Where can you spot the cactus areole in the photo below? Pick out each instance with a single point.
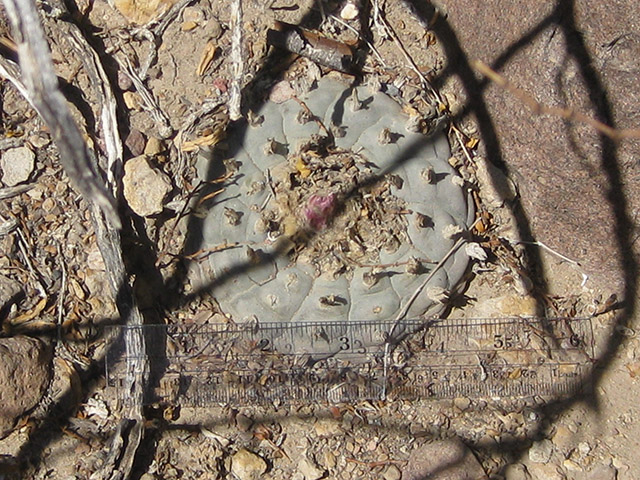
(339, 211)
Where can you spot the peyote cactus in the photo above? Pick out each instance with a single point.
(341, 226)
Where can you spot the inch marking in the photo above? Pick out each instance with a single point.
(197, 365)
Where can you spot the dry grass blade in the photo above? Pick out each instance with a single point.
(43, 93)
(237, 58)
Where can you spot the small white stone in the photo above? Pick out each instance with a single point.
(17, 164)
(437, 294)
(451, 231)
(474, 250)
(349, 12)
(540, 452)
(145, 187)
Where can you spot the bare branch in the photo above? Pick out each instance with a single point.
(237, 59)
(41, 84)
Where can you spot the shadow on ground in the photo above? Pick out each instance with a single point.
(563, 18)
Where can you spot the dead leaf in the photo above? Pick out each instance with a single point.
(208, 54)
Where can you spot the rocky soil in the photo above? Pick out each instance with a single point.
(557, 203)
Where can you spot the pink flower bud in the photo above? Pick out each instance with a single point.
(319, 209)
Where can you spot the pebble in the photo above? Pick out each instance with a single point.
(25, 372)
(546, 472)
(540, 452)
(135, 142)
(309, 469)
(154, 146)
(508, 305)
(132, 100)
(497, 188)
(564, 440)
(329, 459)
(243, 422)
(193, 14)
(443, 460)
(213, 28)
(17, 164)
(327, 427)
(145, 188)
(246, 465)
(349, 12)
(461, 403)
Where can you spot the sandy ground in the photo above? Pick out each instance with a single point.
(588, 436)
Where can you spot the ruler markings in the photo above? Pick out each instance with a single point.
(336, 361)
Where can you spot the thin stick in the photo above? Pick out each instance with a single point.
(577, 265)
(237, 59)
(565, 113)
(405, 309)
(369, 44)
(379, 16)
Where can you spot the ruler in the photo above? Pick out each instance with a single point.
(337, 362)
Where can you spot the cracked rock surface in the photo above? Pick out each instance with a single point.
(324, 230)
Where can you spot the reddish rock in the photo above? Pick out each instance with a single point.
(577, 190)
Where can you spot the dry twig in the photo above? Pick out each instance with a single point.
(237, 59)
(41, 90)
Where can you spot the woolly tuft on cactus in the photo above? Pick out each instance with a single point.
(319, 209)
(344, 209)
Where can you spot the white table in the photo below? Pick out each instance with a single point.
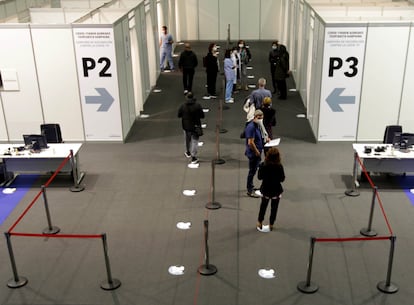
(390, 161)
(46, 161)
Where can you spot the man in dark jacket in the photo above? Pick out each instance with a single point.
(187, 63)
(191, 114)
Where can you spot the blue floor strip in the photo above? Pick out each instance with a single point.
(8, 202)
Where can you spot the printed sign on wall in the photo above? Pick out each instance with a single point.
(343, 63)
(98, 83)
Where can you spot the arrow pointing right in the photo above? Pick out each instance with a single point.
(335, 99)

☆ ☆ ☆ ☆ ☆ ☆ ☆

Task requirements → Could you give every line of the rows above as a numbered list, without the blank lines and without the pictures?

Reply →
1. Where can you spot the cactus areole in the photo below? Pick out each instance with a single point.
2. (339, 211)
3. Where can you spot the peyote cactus in the photo above? Pick out each instance with a single point.
4. (341, 226)
5. Where can you spot the inch marking in the photo above? Pick out each instance with a single point.
6. (197, 365)
7. Where can you spot the dry grass blade in the photo above? Pick out each instance with a single point.
8. (43, 93)
9. (237, 58)
10. Where can you spot the small white stone in the photo above? Pick out each instance with a single point.
11. (17, 164)
12. (437, 294)
13. (451, 231)
14. (474, 250)
15. (349, 12)
16. (540, 452)
17. (145, 187)
18. Where can you spot the bare branch in the photo above? Pick out each instance with a single point.
19. (237, 59)
20. (41, 84)
21. Where can you spot the shadow on ground in the photo above? Pick out each instance with a single point.
22. (563, 18)
23. Where can you spot the dead leaf in the photo above? Pick out each instance with a single point.
24. (208, 54)
25. Where can you spot the rocky soil in the photo above? Pick out each instance with a single point.
26. (557, 203)
27. Where can you spot the pink flower bud in the photo above? Pick out each instance with a single point.
28. (319, 209)
29. Where can you spot the pebble in the photo above? Pick out each instance with a single point.
30. (25, 372)
31. (546, 472)
32. (540, 452)
33. (135, 142)
34. (309, 469)
35. (154, 146)
36. (508, 305)
37. (132, 100)
38. (497, 188)
39. (564, 440)
40. (329, 459)
41. (243, 422)
42. (193, 14)
43. (443, 460)
44. (213, 28)
45. (17, 164)
46. (327, 427)
47. (145, 188)
48. (246, 465)
49. (349, 12)
50. (461, 403)
51. Where can you spot the sandy ground in the photo above? Pick out each instance with a single point.
52. (588, 436)
53. Where can you spot the ruler markings in the photo above? Pick out each instance with a single point.
54. (336, 361)
55. Where can you spot the thin stick in the photo above? Pick out each instance with a single point.
56. (577, 265)
57. (237, 59)
58. (565, 113)
59. (405, 309)
60. (369, 44)
61. (379, 16)
62. Where can you spot the ruler in the photo above? Pick out each instance with a single point.
63. (337, 362)
64. Where can you spot the cracked rock surface in the photo above? Pick out each instance with a single point.
65. (324, 230)
66. Where can you spot the reddish rock in the photo above? Pick out each instance with a single point.
67. (577, 190)
68. Where can you spot the dry twig in the photo above? Pick out each instance with a single point.
69. (237, 59)
70. (41, 90)
71. Where can you spot the woolly tuft on cactus in the photo above? Pick out each instance with a single point.
72. (319, 209)
73. (344, 209)
74. Where can you spot the white table in the photo below? Pick out each instance with a single point.
75. (390, 161)
76. (46, 161)
77. Where can you spot the man in dark jacket in the photo above? Pick out each instance with a single point.
78. (187, 63)
79. (191, 114)
80. Where can you spot the blue floor strip in the photo above? Pick out each instance with a single point.
81. (8, 202)
82. Where can you spot the printed sign on wall in the photo above? Pick out each instance with a single point.
83. (343, 63)
84. (98, 83)
85. Where can you spot the arrow pointing right in the photo above? Pick out each instance with a single point.
86. (335, 99)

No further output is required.